» TASK BRIEF
In your reply, write out the records exactly, each line intact.

-- Opening Marker --

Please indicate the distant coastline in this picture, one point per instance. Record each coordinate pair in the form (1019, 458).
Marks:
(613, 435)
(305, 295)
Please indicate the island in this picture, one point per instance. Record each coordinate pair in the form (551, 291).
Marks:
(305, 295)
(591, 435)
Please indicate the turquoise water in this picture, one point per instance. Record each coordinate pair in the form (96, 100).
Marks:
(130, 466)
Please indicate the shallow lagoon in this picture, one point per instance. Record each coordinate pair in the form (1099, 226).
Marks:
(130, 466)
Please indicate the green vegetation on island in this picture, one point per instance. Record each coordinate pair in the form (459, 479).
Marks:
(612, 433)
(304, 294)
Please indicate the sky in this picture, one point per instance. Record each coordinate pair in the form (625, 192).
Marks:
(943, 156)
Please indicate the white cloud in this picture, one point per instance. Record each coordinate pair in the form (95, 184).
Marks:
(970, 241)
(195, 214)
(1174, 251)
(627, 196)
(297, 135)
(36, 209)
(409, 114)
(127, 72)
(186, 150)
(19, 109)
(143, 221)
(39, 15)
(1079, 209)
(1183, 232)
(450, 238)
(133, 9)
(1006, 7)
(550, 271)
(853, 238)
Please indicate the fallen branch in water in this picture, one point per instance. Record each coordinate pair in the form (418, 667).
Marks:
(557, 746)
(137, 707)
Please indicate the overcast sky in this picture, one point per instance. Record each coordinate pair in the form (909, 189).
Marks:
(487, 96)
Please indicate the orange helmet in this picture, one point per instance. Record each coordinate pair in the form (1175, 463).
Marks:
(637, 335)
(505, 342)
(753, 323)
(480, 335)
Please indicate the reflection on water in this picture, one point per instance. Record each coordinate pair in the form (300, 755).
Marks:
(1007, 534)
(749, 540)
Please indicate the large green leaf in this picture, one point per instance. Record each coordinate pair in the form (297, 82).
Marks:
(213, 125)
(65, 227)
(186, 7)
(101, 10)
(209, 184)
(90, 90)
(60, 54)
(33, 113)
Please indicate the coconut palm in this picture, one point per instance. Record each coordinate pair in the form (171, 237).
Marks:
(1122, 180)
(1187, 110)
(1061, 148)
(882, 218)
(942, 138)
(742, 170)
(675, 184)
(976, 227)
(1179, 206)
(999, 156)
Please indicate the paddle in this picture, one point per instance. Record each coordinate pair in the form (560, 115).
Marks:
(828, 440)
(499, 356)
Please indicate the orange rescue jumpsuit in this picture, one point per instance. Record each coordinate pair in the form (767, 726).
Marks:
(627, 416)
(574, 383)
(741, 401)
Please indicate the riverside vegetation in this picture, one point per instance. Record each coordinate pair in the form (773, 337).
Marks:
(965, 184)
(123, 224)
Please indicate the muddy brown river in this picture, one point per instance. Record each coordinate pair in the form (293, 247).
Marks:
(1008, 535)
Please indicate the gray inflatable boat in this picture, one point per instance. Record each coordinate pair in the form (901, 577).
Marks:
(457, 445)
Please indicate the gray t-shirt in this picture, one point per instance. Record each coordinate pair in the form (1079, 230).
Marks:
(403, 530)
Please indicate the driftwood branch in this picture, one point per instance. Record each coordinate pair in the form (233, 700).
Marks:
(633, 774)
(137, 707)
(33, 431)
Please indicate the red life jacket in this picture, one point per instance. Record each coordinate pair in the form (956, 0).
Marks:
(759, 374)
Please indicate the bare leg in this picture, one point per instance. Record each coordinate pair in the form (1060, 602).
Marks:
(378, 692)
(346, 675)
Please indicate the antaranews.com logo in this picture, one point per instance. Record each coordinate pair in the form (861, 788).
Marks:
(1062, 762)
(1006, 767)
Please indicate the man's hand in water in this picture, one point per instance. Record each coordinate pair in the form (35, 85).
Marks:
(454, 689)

-- Closing Marker --

» EXPECTED ANSWER
Please indicate the distant coastline in this picture, one point per instance. Record each coordinate pair in the form (1019, 458).
Marks:
(613, 435)
(305, 295)
Please indicate the island in this picture, one point per instance. Record each coordinate pair in the form (551, 291).
Marks:
(305, 295)
(591, 435)
Please indicate the turquoise water in this picture, one point per instance. Record each coordinate pair in the form (96, 100).
Marks:
(130, 466)
Please indicate the shallow lagoon in this picture, one point per instance. Record each coordinate pair in the form (1099, 226).
Marks:
(130, 466)
Please indicate the green vegetation on island in this picture, one point per instance. Record each coordinate pair in the form (459, 479).
Marks:
(612, 433)
(304, 294)
Please indicate the sky in this picture, one point per instance. Record each coordinate pair in the form (625, 192).
Marks:
(943, 156)
Please indicate the white cloud in this picture, one point per instance. Record each coordinate pair in the form (95, 184).
Marks:
(970, 241)
(195, 214)
(1174, 251)
(627, 196)
(297, 135)
(36, 209)
(409, 114)
(127, 72)
(186, 150)
(19, 109)
(143, 221)
(39, 15)
(1079, 209)
(1183, 232)
(450, 238)
(133, 9)
(1006, 7)
(550, 271)
(853, 238)
Please indicate the fallen branch in water in this picture, one point per instance. Record each coordinate pair in the form (418, 667).
Marks:
(557, 746)
(137, 707)
Please indicate the overcast sky in this picture, one point per instance. Record each coordinate pair in the form (909, 189).
Marks:
(487, 96)
Please indicate the orange helmet in this picture, one point per instance. Record each coordinate pair in the form (1175, 463).
Marks:
(637, 335)
(505, 342)
(753, 323)
(480, 335)
Please indicate the reflection on water in this picture, one point per instance. Record each coordinate pair in the form (300, 755).
Marks:
(1007, 534)
(749, 540)
Please indicate the large green leaf in this picture, one point per instance. Record each coordinate pair in the form (297, 82).
Marks:
(213, 125)
(65, 227)
(186, 7)
(101, 10)
(209, 184)
(90, 90)
(60, 54)
(33, 113)
Please indicate the coconut palm in this picture, one point per instance. Record each coordinate pair in the form (171, 237).
Marks:
(1122, 180)
(1187, 110)
(1061, 148)
(882, 218)
(942, 138)
(742, 170)
(675, 184)
(976, 227)
(1179, 206)
(999, 156)
Please indicate the paddle in this picture, one point per instance. Record each coordinate pair in the form (560, 115).
Marks:
(828, 440)
(499, 356)
Please indicate the orange rescue jumpsuit in this picture, one point per instance. Record each coordinate pair in the form (767, 726).
Marks:
(627, 416)
(574, 383)
(741, 401)
Please indicate the riverside vegetation in this picture, one point per instance. Record each coordinate pair in the form (773, 337).
Marks:
(965, 184)
(123, 224)
Please indicate the muddy brown river in this picture, one point per instance. Record each coordinate pair in the form (293, 247).
Marks:
(1008, 535)
Please indicate the gray inflatable boat in this picture, one point per instance. Record each coordinate pair in the form (901, 577).
Marks:
(457, 445)
Please indicate the gray t-shirt in this picture, one point per instance. Record each coordinate pair in the form (1079, 230).
Marks:
(403, 530)
Please indicate the driftwood branch in this picture, one point per instance. Record each coordinate pair in the form (233, 700).
Marks:
(633, 774)
(137, 707)
(33, 431)
Please indicate the red life jacket in this picture, one point per instance. Record each coordinate pair in the form (956, 0).
Marks:
(759, 374)
Please indicate the bare leg in this picture, one point per instance. Record each coordinate pair in the form (1060, 602).
Marks:
(378, 692)
(346, 675)
Please indicate the antaranews.com logo in this picture, one point per instance. Record each coordinate pair in the form (861, 788).
Marks:
(1062, 762)
(1006, 767)
Please indicate the man's hand in water in this picture, one point per instance. Record each coordinate pair in the form (35, 85).
Marks:
(454, 689)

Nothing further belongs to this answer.